→ **Selected extract**:
A Young Coaches’ Perspective: What They Don’t Tell You About Coaching

PHOTO COURTESY OF ALDERSON BROADDUS ATHLETICS


This story initially appeared on Behind the Whistle, the official blog of the IWLCA, and is being republished with permission from the organization. Paxton Boyer is the head coach at Alderson Broaddus University.

When you tell someone that you are a collegiate lacrosse coach, they almost always think that you just coach and that’s it — blow the whistle and then go home. No one outside of the coaching community understands the stress, excitement, frustration and everything else that comes with the job, unless they are a coach themselves.

So, what don’t they tell you when you get hired or sign up to coach?

You will wear innumerable hats.

You are the go between (Go between? What does that mean?) for your student-athletes when it comes to financial aid, compliance and academics. You will have to balance practice planning, travel itineraries, scouting reports, prospect visits, phone calls, budgets and so much more.

→ **Dataset entries**:
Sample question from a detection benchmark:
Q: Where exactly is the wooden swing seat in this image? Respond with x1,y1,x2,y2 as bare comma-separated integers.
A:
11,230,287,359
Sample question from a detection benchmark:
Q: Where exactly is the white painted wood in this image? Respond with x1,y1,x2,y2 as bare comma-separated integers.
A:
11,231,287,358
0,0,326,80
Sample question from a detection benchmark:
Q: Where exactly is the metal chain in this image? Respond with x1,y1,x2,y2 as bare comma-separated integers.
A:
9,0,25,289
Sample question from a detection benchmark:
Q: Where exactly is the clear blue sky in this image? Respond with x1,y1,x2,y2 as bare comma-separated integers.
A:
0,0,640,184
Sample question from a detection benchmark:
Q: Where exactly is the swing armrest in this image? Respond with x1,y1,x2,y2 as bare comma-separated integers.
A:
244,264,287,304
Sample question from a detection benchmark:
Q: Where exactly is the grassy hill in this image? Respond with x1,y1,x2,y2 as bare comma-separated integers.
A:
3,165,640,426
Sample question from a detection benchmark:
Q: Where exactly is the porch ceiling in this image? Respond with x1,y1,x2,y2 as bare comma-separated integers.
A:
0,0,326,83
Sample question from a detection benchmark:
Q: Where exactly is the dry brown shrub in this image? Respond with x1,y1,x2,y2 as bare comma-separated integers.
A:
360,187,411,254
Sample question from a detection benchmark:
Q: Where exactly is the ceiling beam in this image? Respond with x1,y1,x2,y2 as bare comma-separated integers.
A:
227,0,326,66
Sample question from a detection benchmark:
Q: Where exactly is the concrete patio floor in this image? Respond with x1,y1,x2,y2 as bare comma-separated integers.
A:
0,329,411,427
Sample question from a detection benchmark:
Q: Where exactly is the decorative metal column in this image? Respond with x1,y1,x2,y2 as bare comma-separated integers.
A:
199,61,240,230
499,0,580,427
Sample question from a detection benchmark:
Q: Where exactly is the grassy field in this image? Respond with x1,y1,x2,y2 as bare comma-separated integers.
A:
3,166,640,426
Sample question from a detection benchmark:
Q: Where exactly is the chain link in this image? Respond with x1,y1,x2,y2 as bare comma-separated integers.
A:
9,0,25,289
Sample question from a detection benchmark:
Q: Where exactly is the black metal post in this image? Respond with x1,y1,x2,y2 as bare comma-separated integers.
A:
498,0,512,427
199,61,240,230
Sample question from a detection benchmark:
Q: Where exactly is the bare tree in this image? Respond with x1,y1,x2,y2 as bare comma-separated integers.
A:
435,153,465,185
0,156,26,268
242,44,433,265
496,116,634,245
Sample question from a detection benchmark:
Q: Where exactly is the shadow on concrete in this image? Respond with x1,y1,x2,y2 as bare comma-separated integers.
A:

→ **Explore the material**:
[1] Do these statements agree with the article on college lacrosse coaching? (a) The story first appeared on the official blog of the IWLCA. (b) People outside the coaching community usually understand the stress of the job. (c) Budgets are among the things a coach has to balance. Answer yes or no for each and quote the deciding words.
[2] Please carry the article on college lacrosse coaching forward from its last sentence, keeping its voice.

→ **Solved problems**:
[1]
(a) Yes: "This story initially appeared on Behind the Whistle, the official blog of the IWLCA"
(b) No: "No one outside of the coaching community understands the stress, excitement, frustration and everything else that comes with the job"
(c) Yes: "You will have to balance practice planning, travel itineraries, scouting reports, prospect visits, phone calls, budgets and so much more."

[2]
You are a mentor and a role model for your student-athletes. You help set them up for success via academic check-ins, running library study hours and sometimes even tutor them yourself. When they are on campus, you are the adult figure in their lives that they can trust to talk about things. You are their shoulder to lean on.







They don’t tell you that the love and passion you have for your student-athletes will become more of a priority than winning games. They don’t tell you that you will feel everything they are going through when they experience trials and adversity.

They don’t tell you that seeing them succeed on and off the field will bring you the greatest joy in the world.

Yes, coaching collegiately is a dream come true for most of us. And yes, coaching is another avenue for you to stay in the sport that you love. However, coaching is just plain tough. They won’t tell you how much your mental health will suffer at times ... and that it’s OK to seek professional help before you burn out. You may even see a therapist and just talk about work! For us young coaches, it is sometimes hard to find the right balance between work and personal life, because we love what we do. You will find that you will lean on those around you more and more.

Everything happens for a reason — you meet players for a reason, and you become friends with other coaches from around the country for a reason. You will lean on your tribe within the coaching community a lot.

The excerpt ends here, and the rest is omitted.